> [CONSEGNA 1] Trova e copia ogni riga dei record che contiene la stringa "balcony".

Nel nostro Paese, la linea che separa il mondo della rappresentanza sindacale da quello del potere politico è sempre più labile e sottile. Talmente sottile da diventare, in molti casi, una passerella. Una passerella dorata che conduce dai luoghi di una presunta lotta sindacale ai palazzi del potere, dai comizi in piazza agli incarichi governativi assai ben retribuiti. È una dinamica ormai arcinota, ciclica, quasi sistemica.

L’ultimo esempio è quello di questi giorni: Luigi Sbarra, classe 1960, calabrese, fino a febbraio segretario generale della CISL, oggi è stato nominato sottosegretario alla Presidenza del Consiglio con delega al Sud.

> [RIGHE DI DATI]
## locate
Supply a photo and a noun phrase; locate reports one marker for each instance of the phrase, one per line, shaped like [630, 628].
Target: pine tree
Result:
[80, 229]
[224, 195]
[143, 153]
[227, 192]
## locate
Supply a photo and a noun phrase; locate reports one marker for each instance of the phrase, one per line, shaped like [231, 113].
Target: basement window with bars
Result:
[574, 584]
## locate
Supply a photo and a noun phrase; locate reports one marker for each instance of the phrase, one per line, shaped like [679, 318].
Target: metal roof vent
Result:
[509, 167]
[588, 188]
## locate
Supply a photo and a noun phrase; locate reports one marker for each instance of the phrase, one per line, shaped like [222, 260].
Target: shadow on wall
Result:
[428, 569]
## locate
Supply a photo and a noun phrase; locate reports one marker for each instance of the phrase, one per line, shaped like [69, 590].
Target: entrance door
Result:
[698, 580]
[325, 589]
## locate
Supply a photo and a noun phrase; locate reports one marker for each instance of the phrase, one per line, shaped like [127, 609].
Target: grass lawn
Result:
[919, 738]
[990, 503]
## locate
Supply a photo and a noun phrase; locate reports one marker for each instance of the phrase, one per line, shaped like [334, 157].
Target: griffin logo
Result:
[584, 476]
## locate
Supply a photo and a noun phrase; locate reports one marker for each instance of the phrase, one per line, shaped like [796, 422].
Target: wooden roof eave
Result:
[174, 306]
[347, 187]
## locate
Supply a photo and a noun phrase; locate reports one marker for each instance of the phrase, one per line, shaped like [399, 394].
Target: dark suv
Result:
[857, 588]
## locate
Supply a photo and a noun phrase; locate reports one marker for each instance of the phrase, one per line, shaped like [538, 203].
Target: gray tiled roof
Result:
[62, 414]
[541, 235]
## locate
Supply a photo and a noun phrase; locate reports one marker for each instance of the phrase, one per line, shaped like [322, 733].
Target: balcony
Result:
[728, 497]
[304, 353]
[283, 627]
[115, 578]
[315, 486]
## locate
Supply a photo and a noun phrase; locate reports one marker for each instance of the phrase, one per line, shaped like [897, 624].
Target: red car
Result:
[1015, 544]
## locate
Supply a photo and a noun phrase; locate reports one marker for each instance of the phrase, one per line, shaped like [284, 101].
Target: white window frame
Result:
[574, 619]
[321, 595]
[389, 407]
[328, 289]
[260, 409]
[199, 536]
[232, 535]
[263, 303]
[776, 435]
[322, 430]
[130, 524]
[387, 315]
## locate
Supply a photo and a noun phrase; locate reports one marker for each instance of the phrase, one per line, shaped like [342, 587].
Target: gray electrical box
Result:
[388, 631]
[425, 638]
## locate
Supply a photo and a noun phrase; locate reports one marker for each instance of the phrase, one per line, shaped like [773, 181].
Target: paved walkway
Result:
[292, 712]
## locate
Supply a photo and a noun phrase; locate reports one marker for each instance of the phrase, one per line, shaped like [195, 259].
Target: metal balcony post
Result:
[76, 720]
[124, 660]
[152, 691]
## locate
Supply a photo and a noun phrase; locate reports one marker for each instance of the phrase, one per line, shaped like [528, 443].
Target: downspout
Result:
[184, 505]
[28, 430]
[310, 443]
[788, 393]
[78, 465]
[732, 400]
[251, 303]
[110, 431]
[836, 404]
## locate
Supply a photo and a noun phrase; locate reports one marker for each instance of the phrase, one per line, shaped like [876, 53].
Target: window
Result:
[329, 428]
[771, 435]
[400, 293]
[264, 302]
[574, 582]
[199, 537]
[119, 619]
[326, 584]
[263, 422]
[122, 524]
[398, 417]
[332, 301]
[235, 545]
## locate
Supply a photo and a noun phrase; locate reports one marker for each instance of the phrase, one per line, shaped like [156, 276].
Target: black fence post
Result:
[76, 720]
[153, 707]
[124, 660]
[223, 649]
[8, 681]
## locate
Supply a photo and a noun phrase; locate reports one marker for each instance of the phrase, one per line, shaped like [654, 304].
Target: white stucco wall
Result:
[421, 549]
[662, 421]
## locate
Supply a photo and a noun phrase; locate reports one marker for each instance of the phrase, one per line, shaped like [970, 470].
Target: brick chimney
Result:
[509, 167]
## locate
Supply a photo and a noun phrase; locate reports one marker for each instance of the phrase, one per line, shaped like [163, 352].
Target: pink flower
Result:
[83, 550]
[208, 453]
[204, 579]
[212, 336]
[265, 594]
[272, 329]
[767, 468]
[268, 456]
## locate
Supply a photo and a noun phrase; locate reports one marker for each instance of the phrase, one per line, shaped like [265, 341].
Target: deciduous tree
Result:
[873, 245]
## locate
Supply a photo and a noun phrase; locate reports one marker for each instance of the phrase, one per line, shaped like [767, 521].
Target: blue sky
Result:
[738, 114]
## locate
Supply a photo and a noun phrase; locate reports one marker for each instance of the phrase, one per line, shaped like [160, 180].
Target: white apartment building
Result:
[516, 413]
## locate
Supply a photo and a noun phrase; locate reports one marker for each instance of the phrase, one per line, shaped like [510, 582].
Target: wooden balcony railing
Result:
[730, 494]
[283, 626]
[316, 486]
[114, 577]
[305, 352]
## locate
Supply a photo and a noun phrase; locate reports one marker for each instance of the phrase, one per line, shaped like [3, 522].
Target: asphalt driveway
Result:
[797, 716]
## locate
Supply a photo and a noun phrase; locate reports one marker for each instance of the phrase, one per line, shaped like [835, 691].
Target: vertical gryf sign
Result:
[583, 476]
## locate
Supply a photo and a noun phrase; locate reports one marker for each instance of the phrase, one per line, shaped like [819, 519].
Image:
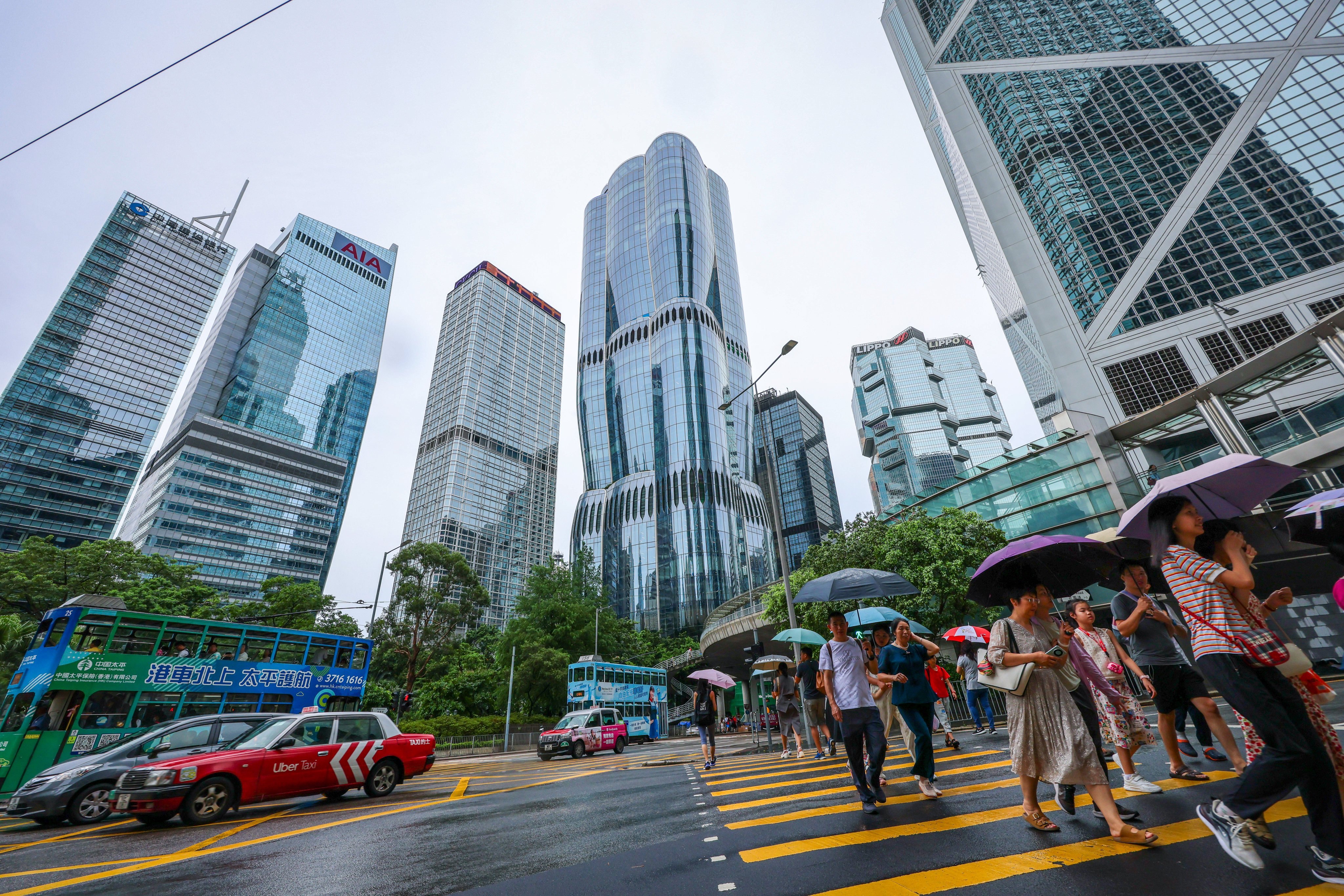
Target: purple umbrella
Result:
[1221, 489]
[1063, 563]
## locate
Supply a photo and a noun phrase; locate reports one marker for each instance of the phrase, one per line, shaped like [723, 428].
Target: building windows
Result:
[1145, 382]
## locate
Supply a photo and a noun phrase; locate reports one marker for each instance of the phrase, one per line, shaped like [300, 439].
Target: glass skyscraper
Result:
[256, 473]
[925, 412]
[85, 405]
[1119, 166]
[484, 480]
[670, 510]
[793, 432]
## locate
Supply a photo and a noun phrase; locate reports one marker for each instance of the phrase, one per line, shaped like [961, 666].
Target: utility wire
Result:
[143, 81]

> [CONSEGNA 2]
Rispondi in base al brano sul rapporto tra sindacato e politica.
(a) Con quali tre aggettivi viene definita la dinamica descritta nel primo paragrafo?
(b) Quale incarico ha ricoperto Luigi Sbarra fino a febbraio?
(c) A quale carica è stato nominato Luigi Sbarra?

> [SOLUZIONE SVOLTA 1]
Target: balcony
Target: metal balcony post
Target: wooden balcony railing

> [SOLUZIONE SVOLTA 2]
(a) Arcinota, ciclica, quasi sistemica.
(b) Segretario generale della CISL.
(c) Sottosegretario alla Presidenza del Consiglio con delega al Sud.